» **WHAT THE TASK ASKS**: Could you rewrite the entries starting at the line that contains "of the <item>grass</item>." and ending at the line that contains "549 351 L 540", requests included, with every point coordinate in the answers scaled by 2.05 and rounded to a whole number, halves going up?

» **DATA FOR THE TASK**:
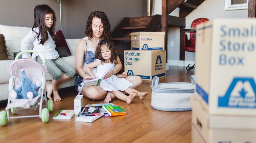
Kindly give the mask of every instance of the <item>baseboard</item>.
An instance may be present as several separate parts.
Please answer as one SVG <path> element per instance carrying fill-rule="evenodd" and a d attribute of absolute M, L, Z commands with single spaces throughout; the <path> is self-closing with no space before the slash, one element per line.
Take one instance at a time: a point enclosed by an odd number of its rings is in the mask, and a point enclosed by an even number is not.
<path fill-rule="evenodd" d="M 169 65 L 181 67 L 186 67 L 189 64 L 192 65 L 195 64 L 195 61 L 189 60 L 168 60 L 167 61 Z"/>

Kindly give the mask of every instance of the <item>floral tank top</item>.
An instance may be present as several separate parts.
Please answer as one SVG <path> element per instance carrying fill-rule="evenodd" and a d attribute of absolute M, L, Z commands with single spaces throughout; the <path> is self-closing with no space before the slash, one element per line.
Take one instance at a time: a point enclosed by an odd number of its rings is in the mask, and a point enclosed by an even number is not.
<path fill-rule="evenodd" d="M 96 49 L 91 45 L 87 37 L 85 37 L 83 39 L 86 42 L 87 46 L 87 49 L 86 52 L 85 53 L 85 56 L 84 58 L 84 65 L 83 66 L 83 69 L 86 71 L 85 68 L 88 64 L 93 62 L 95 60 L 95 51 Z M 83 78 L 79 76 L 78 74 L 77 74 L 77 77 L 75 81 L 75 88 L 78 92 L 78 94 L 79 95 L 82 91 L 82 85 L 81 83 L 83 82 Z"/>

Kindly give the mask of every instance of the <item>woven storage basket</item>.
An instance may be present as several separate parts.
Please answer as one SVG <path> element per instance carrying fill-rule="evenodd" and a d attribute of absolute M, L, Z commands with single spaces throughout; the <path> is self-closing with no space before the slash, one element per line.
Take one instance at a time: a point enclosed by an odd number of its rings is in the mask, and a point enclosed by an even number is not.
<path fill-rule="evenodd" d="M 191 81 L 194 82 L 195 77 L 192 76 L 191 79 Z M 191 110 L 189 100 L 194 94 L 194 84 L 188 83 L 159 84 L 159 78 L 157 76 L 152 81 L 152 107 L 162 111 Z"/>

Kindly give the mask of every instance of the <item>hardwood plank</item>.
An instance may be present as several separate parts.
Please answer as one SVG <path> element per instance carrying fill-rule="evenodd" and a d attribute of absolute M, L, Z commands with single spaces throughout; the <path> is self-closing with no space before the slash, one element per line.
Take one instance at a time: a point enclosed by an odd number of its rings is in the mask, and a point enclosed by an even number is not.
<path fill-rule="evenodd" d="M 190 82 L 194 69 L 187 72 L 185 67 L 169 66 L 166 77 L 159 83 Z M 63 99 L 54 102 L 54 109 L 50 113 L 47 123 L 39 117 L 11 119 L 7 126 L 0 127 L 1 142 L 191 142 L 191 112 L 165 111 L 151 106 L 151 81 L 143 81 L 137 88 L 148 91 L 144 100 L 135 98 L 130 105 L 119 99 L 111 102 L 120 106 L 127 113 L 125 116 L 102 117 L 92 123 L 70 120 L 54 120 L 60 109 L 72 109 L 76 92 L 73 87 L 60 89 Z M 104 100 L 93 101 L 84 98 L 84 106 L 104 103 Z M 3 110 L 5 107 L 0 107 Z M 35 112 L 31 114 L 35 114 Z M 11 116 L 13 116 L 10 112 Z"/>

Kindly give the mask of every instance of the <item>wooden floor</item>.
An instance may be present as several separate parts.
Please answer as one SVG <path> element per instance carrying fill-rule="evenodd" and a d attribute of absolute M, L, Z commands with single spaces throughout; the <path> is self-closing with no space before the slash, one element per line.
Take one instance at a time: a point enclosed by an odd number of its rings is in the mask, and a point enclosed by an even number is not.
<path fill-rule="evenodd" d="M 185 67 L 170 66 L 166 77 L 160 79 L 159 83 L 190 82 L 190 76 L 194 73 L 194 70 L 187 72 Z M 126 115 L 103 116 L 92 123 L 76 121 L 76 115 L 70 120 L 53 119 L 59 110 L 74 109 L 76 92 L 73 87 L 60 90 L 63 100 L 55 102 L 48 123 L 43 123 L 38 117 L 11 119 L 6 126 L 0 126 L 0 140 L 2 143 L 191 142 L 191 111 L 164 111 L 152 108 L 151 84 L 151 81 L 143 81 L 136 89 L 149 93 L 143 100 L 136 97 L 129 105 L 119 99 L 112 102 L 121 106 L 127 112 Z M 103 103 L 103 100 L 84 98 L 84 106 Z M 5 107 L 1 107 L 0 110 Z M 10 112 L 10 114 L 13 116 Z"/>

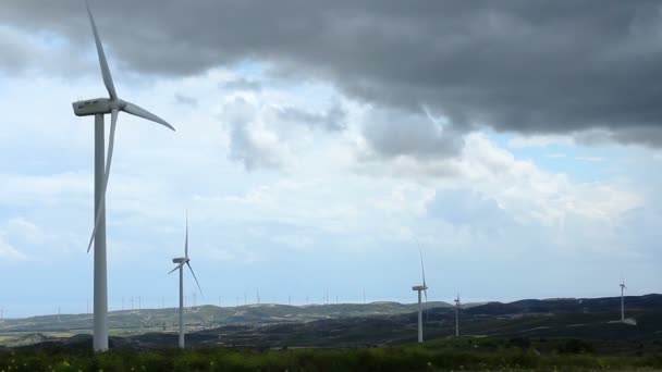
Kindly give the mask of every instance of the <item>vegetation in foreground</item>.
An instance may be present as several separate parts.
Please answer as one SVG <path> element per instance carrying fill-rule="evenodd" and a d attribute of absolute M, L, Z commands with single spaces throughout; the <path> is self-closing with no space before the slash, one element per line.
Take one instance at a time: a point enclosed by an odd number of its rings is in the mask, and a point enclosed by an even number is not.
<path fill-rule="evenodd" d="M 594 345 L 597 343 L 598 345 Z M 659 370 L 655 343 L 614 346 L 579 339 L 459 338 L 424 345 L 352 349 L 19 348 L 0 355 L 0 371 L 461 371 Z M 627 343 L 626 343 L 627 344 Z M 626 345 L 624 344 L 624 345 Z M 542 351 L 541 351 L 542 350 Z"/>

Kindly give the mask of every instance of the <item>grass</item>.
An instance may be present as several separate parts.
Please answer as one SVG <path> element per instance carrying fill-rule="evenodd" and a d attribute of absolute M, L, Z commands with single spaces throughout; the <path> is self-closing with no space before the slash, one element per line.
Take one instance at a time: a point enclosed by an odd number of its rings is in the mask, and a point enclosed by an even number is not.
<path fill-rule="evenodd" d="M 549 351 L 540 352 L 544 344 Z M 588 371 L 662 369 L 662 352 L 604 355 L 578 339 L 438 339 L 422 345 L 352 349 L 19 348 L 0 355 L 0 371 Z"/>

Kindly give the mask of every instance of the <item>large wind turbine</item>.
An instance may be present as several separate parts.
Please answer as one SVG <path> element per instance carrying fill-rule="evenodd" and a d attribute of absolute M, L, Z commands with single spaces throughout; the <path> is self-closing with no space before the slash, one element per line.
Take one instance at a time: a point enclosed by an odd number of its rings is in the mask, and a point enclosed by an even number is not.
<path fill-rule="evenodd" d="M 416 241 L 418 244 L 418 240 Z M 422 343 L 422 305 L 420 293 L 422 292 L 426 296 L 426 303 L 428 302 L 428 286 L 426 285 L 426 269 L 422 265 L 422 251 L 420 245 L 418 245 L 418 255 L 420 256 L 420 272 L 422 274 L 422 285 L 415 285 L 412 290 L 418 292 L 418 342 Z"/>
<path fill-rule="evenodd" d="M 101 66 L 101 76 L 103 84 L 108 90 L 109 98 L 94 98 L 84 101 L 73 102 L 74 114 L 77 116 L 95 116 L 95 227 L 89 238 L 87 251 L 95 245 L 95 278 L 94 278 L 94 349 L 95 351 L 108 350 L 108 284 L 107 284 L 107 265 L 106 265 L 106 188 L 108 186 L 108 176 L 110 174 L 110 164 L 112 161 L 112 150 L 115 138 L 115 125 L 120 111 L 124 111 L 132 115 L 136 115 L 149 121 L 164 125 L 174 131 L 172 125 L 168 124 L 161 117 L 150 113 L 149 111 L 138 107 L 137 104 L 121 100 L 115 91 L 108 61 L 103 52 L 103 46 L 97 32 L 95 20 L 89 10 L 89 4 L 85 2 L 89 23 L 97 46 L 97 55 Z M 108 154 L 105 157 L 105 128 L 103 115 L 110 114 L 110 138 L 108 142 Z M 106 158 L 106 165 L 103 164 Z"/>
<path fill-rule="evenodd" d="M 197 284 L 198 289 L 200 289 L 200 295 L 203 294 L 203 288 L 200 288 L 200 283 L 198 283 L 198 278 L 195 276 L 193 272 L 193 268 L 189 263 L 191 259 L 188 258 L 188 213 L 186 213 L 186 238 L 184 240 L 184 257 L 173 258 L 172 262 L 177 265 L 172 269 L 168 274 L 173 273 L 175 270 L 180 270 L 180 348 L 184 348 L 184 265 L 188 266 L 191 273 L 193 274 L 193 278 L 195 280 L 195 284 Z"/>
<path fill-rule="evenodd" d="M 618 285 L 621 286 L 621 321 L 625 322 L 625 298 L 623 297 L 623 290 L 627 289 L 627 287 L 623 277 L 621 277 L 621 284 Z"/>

» **THE RESPONSE**:
Kindly give the mask of every instance of the <item>grass</item>.
An instance may be present as several separate parts.
Please answer as one SVG <path> element per instance carrying fill-rule="evenodd" and a d attribute of absolute M, L, Z commands with single spaces throughout; the <path> is self-closing with no space before the slash, one element per line.
Take one instance at a time: a point enclosed by an odd number of its rings is in the mask, and a point enclosed by an even number is not.
<path fill-rule="evenodd" d="M 1125 720 L 1107 722 L 1115 705 Z M 1205 761 L 1357 756 L 1357 722 L 1238 728 L 1185 695 L 898 695 L 865 707 L 722 715 L 39 713 L 0 728 L 0 761 Z"/>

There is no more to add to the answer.